### WHAT YOU NEED TO DO
Copy all of the items below, substituting "requested object" for every "queried object" and leaving everything else unchanged.

### DATASET EXTRACT

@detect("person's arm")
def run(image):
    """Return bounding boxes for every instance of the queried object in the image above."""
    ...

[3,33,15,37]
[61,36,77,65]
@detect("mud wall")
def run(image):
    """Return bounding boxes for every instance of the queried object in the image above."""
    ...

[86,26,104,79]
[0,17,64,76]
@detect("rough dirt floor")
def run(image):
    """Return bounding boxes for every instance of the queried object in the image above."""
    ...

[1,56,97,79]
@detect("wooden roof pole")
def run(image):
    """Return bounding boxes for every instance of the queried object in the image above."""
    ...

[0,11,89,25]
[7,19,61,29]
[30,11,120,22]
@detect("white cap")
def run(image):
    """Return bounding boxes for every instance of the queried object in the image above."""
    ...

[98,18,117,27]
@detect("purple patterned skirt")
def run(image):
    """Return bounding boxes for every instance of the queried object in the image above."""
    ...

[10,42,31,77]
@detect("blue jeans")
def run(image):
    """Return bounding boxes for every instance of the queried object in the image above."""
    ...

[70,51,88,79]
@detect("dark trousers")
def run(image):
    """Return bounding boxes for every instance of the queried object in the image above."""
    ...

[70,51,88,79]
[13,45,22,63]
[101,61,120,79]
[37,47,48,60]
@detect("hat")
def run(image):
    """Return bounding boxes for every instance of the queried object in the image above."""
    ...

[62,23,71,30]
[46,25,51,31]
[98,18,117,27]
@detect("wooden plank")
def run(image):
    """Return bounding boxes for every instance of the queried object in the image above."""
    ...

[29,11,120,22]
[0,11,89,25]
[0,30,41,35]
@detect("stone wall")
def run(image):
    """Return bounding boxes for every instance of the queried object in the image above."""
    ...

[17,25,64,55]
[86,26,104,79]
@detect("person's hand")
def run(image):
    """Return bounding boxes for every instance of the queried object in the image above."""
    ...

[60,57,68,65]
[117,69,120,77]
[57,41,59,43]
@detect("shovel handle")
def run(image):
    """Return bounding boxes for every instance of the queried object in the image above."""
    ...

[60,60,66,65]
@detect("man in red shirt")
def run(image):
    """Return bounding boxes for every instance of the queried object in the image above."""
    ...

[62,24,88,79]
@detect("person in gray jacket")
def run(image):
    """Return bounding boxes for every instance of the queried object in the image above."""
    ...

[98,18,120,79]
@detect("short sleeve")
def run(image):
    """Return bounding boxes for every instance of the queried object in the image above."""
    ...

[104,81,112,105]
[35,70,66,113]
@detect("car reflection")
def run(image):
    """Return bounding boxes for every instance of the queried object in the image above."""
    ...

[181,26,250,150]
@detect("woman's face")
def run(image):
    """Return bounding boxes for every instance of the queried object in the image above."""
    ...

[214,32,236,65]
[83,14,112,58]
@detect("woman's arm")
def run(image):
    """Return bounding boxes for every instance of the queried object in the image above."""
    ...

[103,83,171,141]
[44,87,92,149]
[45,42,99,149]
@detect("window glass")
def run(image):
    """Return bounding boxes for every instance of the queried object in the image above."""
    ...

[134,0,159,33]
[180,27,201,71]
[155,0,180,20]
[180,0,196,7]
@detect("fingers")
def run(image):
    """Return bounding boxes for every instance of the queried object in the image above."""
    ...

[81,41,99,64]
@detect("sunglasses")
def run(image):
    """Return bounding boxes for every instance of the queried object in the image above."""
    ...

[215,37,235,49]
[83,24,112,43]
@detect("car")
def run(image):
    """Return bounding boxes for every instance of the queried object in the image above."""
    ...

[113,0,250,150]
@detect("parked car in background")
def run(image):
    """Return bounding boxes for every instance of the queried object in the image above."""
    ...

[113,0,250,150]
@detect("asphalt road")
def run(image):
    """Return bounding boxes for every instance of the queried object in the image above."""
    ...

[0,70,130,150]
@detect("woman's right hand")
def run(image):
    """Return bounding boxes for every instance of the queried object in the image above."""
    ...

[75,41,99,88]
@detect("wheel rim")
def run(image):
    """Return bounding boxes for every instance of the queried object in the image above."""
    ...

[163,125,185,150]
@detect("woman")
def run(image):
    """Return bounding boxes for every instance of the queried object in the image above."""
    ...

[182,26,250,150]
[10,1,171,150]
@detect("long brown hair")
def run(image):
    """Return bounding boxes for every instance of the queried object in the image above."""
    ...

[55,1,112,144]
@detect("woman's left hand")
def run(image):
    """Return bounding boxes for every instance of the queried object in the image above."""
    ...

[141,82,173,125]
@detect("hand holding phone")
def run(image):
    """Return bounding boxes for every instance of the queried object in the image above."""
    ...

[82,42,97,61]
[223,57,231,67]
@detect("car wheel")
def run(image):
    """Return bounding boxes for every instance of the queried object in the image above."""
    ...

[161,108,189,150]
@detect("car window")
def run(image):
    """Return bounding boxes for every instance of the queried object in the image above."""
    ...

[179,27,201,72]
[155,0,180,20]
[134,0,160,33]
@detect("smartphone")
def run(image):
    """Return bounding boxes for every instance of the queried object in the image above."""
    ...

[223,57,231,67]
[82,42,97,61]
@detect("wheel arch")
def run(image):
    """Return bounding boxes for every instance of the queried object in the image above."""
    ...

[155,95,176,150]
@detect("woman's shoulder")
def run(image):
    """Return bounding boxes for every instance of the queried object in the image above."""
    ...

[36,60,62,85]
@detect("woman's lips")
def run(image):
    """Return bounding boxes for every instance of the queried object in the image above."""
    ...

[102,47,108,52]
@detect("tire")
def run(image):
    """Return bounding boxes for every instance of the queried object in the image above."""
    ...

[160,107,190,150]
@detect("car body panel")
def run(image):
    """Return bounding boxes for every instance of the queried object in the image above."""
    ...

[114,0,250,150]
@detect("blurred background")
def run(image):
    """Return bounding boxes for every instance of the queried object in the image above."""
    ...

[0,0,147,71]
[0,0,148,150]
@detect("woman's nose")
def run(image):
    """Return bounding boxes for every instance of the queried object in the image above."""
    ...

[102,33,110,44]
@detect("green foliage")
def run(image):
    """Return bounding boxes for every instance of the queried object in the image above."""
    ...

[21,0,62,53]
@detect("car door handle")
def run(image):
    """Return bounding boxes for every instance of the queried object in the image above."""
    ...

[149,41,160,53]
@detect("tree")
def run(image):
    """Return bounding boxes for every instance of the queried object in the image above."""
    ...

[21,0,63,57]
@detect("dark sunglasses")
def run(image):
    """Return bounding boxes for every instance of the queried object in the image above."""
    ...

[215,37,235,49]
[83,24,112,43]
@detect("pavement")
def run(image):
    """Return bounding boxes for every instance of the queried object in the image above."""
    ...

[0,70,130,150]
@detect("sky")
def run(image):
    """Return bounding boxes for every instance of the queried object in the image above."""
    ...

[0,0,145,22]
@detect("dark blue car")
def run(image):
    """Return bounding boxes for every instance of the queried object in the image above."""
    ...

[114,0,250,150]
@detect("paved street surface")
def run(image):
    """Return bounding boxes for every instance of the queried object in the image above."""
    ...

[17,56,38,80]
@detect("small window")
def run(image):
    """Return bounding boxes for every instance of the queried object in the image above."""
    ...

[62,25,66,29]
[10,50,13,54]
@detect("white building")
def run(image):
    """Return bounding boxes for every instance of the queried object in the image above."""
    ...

######

### TASK RESPONSE
@detect("person's arm")
def run(image):
    """Return bounding boxes for every instance of the requested object in the image above."""
    ...

[3,33,15,37]
[61,36,77,65]
@detect("mud wall")
def run(image):
    """Return bounding boxes for every instance of the requested object in the image above."""
    ...

[86,26,104,79]
[0,17,64,76]
@detect("rough dirt floor")
def run(image):
    """Return bounding boxes for every instance of the requested object in the image above."""
    ...

[1,56,97,79]
@detect("wooden roof pole")
def run(image):
    """Return bounding boxes for every instance of the requested object in the image above."""
    ...

[0,11,89,25]
[7,19,61,29]
[30,11,120,22]
@detect("white cap")
def run(image):
    """Return bounding boxes for every instance of the requested object in the image above."""
    ...

[98,18,117,27]
@detect("purple patterned skirt")
def run(image):
    """Return bounding boxes for every instance of the requested object in the image above."""
    ...

[10,42,31,77]
@detect("blue jeans")
def run(image):
    """Return bounding boxes for every instance of the requested object in the image above."""
    ...

[70,51,88,79]
@detect("dark trousers")
def run(image):
    """Return bounding boxes for every instance of the requested object in the image above."""
    ...

[70,51,88,79]
[13,45,22,63]
[101,61,120,79]
[37,47,48,60]
@detect("hat")
def run(image):
    """Return bounding boxes for every instance of the requested object in the image above."""
    ...

[62,23,71,30]
[46,25,51,31]
[98,18,117,27]
@detect("wooden plank")
def run(image):
    """Return bounding boxes for every instance of the requested object in the image above."""
    ...

[29,11,120,22]
[0,11,89,25]
[0,30,41,35]
@detect("stone wall")
def run(image):
    """Return bounding boxes for every instance of the requested object in the image above."""
    ...

[17,25,64,55]
[86,26,104,79]
@detect("person's hand")
def run(image):
    """Return bounding boxes for every instance of the requested object in the image above."""
    ...

[60,57,68,65]
[117,69,120,77]
[57,41,59,43]
@detect("shovel handle")
def run(image):
    """Return bounding boxes for every instance of the requested object in the image above."""
    ...

[60,60,66,65]
@detect("man in red shirt")
def run(image):
    """Return bounding boxes for every instance of the requested object in the image above."""
    ...

[62,24,88,79]
@detect("person in gray jacket")
def run(image):
    """Return bounding boxes for every instance of the requested object in the image above."""
    ...

[98,18,120,79]
@detect("short sleeve")
def run(image):
    """Return bounding boxes for every instance of the requested object in the image above."""
    ...

[104,81,112,105]
[35,70,66,113]
@detect("car reflection")
def run(image):
    """Return bounding boxes for every instance of the requested object in the image above."""
    ...

[181,26,250,150]
@detect("woman's face")
def run(image):
    """Return bounding boxes for every instance of the requested object in the image above."""
    ...

[214,32,236,65]
[83,14,112,58]
@detect("woman's arm")
def run(image):
    """Return bounding boxes for every instance of the requested object in the image above."""
    ...

[103,83,171,141]
[44,87,92,149]
[45,42,99,149]
@detect("window glass")
def run(image):
    """Return bounding boxes for every instance of the requested object in the image above."""
    ...

[134,0,159,33]
[180,27,201,71]
[155,0,180,20]
[180,0,196,7]
@detect("fingers")
def run(image):
    """Return bounding boxes for every instance of the requested object in the image above."""
    ...

[81,41,99,64]
@detect("sunglasses")
def run(image):
    """Return bounding boxes for every instance of the requested object in the image above."""
    ...

[215,37,235,49]
[83,24,112,43]
@detect("car")
def run(image):
    """Return bounding boxes for every instance of the requested object in the image above."""
    ...

[113,0,250,150]
@detect("parked car in background")
def run(image):
    """Return bounding boxes for every instance of the requested object in the image above."""
    ...

[113,0,250,150]
@detect("asphalt road")
def run(image):
    """Return bounding boxes for every instance of the requested object in the image above."""
    ...

[0,70,130,150]
@detect("woman's right hand")
def run(image):
    """Return bounding boxes for every instance of the requested object in the image above."""
    ...

[75,41,99,88]
@detect("wheel rim")
def run(image):
    """Return bounding boxes for every instance of the requested object in the image above."""
    ...

[163,125,185,150]
@detect("woman")
def run(image):
    """Return bounding boxes for every instance of the requested object in the image above."""
    ...

[182,26,250,150]
[10,1,171,150]
@detect("long brown hair")
def run(image):
    """Return bounding boxes for every instance of the requested object in the image above."""
    ...

[55,1,112,144]
@detect("woman's left hand")
def run(image):
    """Return bounding boxes for every instance of the requested object in the image above."""
    ...

[141,82,173,125]
@detect("hand holding phone")
def run(image):
    """Return bounding boxes for every instance of the requested object in the image above."""
    ...

[82,42,97,61]
[223,57,231,67]
@detect("car wheel")
def run(image):
    """Return bounding boxes for every instance of the requested object in the image above."""
    ...

[161,108,189,150]
@detect("car window")
def run(image):
    """Return bounding boxes for every instance of the requested object in the image above."""
    ...

[179,27,201,72]
[155,0,180,20]
[134,0,160,33]
@detect("smartphone")
def run(image):
    """Return bounding boxes for every instance of the requested object in the image above."""
    ...

[223,57,231,67]
[82,42,97,61]
@detect("wheel arch")
def run(image):
    """Return bounding boxes for every instance of the requested object in the image above."""
    ...

[155,95,176,150]
@detect("woman's shoulder")
def run(image):
    """Return bounding boxes for every instance of the requested object in the image above."""
    ...

[36,60,62,85]
@detect("woman's lips")
def run(image):
    """Return bounding boxes for every instance of the requested object in the image above."""
    ...

[102,47,108,52]
@detect("tire")
def run(image):
    """Return bounding boxes for every instance of the requested object in the image above."""
    ...

[160,107,190,150]
@detect("car body panel")
def run(image):
    """Return bounding boxes for every instance of the requested object in the image above."""
    ...

[114,0,250,150]
@detect("blurred background")
def run(image):
    """Return bounding boxes for every instance of the requested object in the image above."""
    ...

[0,0,147,71]
[0,0,148,150]
@detect("woman's nose")
def run(image):
    """Return bounding boxes for every instance of the requested object in the image above."""
    ...

[102,33,110,44]
@detect("green foliage")
def run(image):
    """Return bounding boxes for every instance of the requested object in the image above."""
    ...

[21,0,62,53]
@detect("car door handle")
def run(image):
    """Return bounding boxes for every instance of the requested object in the image above."""
    ...

[149,41,160,53]
@detect("tree")
def run(image):
    """Return bounding boxes for every instance of the requested object in the image above."""
    ...

[21,0,63,57]
@detect("dark sunglasses")
def run(image):
    """Return bounding boxes for every instance of the requested object in the image above."""
    ...

[215,37,235,49]
[83,24,112,43]
@detect("pavement")
def run(image):
    """Return bounding boxes for every instance of the requested object in the image above."""
    ...

[0,70,130,150]
@detect("sky")
def run(image):
    """Return bounding boxes for every instance of the requested object in the image above."""
    ...

[0,0,145,22]
@detect("dark blue car")
def run(image):
    """Return bounding boxes for every instance of the requested object in the image above."""
    ...

[114,0,250,150]
@detect("paved street surface")
def run(image):
    """Return bounding boxes for every instance of the requested object in the image above."""
    ...

[17,56,38,80]
@detect("small window")
def run(image):
    """Return bounding boxes for every instance of the requested object in the image above."""
    ...

[62,25,66,29]
[10,50,13,54]
@detect("white building")
def run(image):
    """Return bounding boxes for every instance of the requested object in the image above."""
    ...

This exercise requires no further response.